= Records provided =
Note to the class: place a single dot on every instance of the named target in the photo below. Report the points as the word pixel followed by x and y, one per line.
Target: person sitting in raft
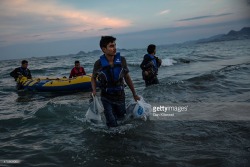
pixel 77 70
pixel 21 71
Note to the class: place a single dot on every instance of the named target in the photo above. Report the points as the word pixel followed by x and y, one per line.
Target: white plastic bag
pixel 139 109
pixel 95 110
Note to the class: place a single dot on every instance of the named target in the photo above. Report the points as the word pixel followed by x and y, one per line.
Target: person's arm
pixel 159 61
pixel 29 74
pixel 93 78
pixel 131 86
pixel 14 73
pixel 128 79
pixel 83 71
pixel 71 73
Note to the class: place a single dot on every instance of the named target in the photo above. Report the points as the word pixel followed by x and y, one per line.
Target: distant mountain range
pixel 244 33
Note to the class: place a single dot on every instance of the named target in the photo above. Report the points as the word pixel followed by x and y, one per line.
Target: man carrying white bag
pixel 135 110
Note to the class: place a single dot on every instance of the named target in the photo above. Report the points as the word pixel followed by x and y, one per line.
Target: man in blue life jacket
pixel 22 71
pixel 150 65
pixel 111 70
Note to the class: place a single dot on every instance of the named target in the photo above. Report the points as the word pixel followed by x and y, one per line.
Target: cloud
pixel 205 17
pixel 105 29
pixel 22 20
pixel 164 12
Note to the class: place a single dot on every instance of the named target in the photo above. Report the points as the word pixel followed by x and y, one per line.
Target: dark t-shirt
pixel 97 69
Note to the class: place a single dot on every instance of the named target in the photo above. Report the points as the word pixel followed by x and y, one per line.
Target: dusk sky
pixel 30 28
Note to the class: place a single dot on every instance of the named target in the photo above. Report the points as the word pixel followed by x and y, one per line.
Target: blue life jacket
pixel 111 78
pixel 155 67
pixel 24 71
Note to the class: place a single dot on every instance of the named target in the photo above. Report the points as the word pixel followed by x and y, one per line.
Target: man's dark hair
pixel 151 48
pixel 105 40
pixel 24 62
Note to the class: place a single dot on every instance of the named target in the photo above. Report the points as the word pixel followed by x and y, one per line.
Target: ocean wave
pixel 165 62
pixel 221 73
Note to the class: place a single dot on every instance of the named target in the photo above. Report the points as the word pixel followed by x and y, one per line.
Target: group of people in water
pixel 110 70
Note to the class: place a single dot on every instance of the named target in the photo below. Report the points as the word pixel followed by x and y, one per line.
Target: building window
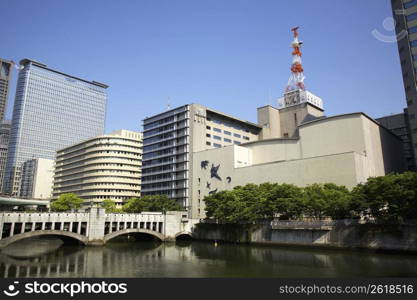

= What you need to do =
Rewrite all of the entries above, changing every "life jacket" to "flotation vest" and keeping everything else the same. Omit the pictures from your rewrite.

= Solution =
Note to the class: place a single dot on every instance of the named target in the photo below. Report the points as the word pixel followed by x and y, one per line.
Target: person sitting in raft
pixel 77 70
pixel 21 71
Note to the class: place a single dot on every instance of the named target in the photo above. Report the points as the word pixel followed by x and y, one per line.
Target: white plastic bag
pixel 139 109
pixel 95 110
Note to the class: place a single dot on every instance of the named target in the photo above. Report the points as the word pixel followed by x and y, one per line.
Target: person's arm
pixel 159 61
pixel 29 74
pixel 93 78
pixel 131 86
pixel 14 73
pixel 128 79
pixel 83 71
pixel 71 73
Note to the class: place a single dot on every instance of the named target in the photo above. Report the points as the word pixel followed by x and y, one per line.
Target: distant mountain range
pixel 244 33
Note to the class: place a single dot on every instance of the named target in the photo above. Report the points as the word pixel followed by x and y, one per line.
Target: man carrying white bag
pixel 135 110
Note to the class: place a single dot on every instance of the named target in the photo above. Report the points as the word pixel followed by x and y, one per line.
Target: man in blue flotation vest
pixel 22 71
pixel 150 65
pixel 111 70
Note to the class: place a single dot on every instance of the named target in the photo above. Report the points as the word pixel followed by x and y, one per line.
Target: cloud
pixel 205 17
pixel 105 29
pixel 22 20
pixel 164 12
Note to the class: place a single dot on every instance of the named target in the photo above. Report the points as the word pixel followed by x and y, one per line.
Target: dark t-shirt
pixel 97 69
Note to the class: place a single dot on every instance of the named target in the photo above. Report the points as the word pixel followed by x and y, one per line.
Target: dusk sky
pixel 30 28
Note to the class: place a single dot on every instance of the named target in the photo above. Report the points as the word pixel followed by x and y, one per line.
Target: blue flotation vest
pixel 111 78
pixel 155 67
pixel 24 71
Note to the class: place a single dot on every instance of the named target in the photo above. Report the points as the word pixel followed by x and y, one per line.
Target: man's dark hair
pixel 151 48
pixel 105 40
pixel 24 62
Note to the class: place a single dot on every instance of the named target in the photo above. Report the points as the word pixel followed by x and y, one per line.
Target: ocean wave
pixel 165 62
pixel 221 73
Note to the class: place a single dot on every instance of the named target in the photo above. Report the points as the word pixel followed by x and y, one per line.
Target: group of people in water
pixel 110 70
Note to the class: place a single dot on every instance of the named target in the photo below. Report the points as the word pixel followed by x and y, one per line.
Target: building window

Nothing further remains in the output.